Records supplied

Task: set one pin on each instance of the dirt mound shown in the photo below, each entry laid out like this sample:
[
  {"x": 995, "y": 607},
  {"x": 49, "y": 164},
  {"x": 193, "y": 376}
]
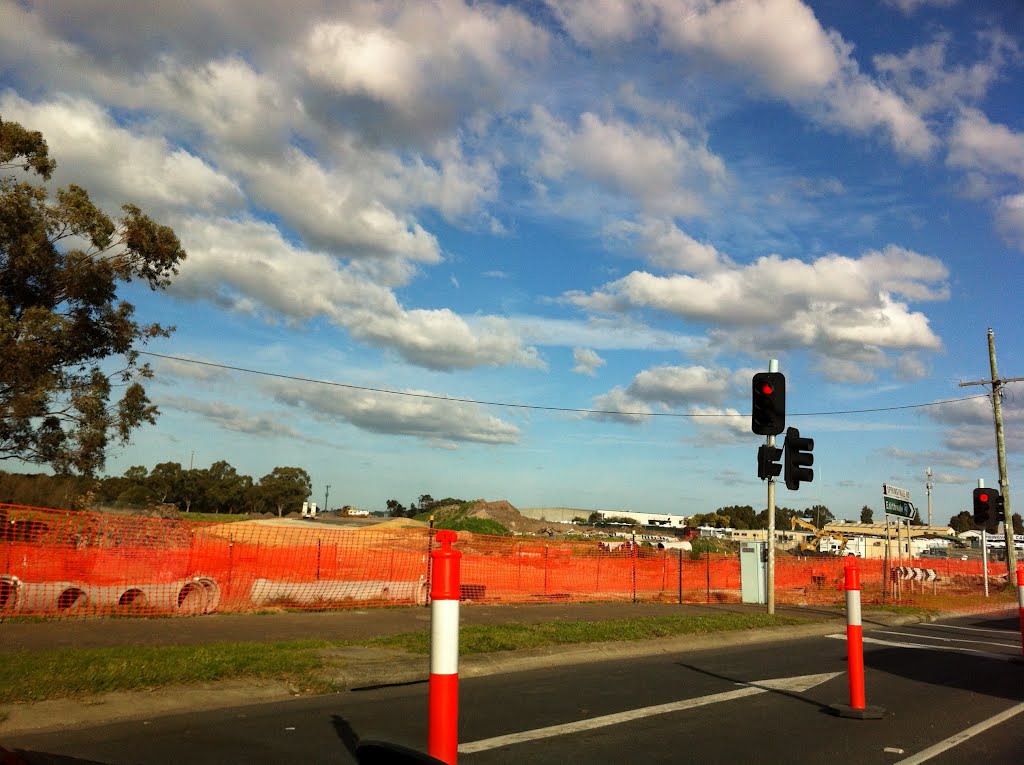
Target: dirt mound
[{"x": 506, "y": 514}]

Work to complete
Exact copy, pictures excluded: restate every record above word for word.

Written answer
Task: set one pin on each instance of the dirt mound shown in the photo below, each entry laid out like this sample:
[
  {"x": 995, "y": 607},
  {"x": 49, "y": 164},
  {"x": 193, "y": 376}
]
Target: dirt mound
[{"x": 506, "y": 514}]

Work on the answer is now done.